Given task:
Copy out, word for word, the part of the material below that starts with the line containing "Can you find the green" and continues through the end of the material, including both ends.

Data supplied:
----------------

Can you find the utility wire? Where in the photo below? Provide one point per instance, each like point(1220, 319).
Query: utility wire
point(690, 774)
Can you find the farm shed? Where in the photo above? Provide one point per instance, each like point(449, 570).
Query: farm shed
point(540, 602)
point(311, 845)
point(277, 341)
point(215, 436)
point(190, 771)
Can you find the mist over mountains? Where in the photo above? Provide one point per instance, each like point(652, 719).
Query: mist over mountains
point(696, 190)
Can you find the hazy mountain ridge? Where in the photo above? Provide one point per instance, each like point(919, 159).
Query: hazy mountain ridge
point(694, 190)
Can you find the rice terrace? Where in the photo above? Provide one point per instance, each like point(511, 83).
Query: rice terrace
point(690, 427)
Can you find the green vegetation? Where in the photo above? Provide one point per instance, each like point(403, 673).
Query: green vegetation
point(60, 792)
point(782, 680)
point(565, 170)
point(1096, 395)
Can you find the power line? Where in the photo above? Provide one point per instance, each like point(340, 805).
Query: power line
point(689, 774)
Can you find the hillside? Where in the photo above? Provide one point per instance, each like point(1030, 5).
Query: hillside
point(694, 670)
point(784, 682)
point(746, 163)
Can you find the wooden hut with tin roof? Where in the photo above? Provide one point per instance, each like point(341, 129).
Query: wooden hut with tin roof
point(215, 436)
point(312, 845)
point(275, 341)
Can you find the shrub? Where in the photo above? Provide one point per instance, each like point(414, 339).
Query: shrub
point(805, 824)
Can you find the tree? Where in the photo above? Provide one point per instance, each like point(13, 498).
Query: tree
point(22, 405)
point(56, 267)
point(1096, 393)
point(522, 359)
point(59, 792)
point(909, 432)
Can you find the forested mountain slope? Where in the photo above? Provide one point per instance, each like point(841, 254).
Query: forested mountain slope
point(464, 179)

----------------

Full solution:
Can you find the green vegetation? Where in the photo above? Provide one point per instance, each like point(403, 673).
Query: green vegetation
point(60, 792)
point(782, 680)
point(565, 170)
point(1096, 395)
Can you find the power line? Where in the photo above? Provide one point per instance, each like point(340, 805).
Query: power line
point(689, 774)
Can you find the hillside? Where in the photo above? Provide one point per instance, each like point(1030, 5).
Query: hillside
point(694, 670)
point(784, 682)
point(746, 163)
Can you find the wooden hut with tin roof? Where in the photo above? Provide one point per instance, each like point(341, 129).
Query: wooden hut with tin roof
point(215, 436)
point(312, 845)
point(275, 341)
Can you find the shrub? Where in the photo above? Provide one point per instance, each like point(414, 339).
Query: shrub
point(805, 824)
Can you find the tree? Where in the photo above? Provide one point per instance, each like point(13, 498).
Query: tree
point(22, 405)
point(56, 267)
point(1096, 393)
point(522, 359)
point(59, 792)
point(909, 432)
Can you find the forested mountain slope? Where in the photo above? Provide one point per instance, each like point(841, 254).
Query: forested mountain slope
point(464, 179)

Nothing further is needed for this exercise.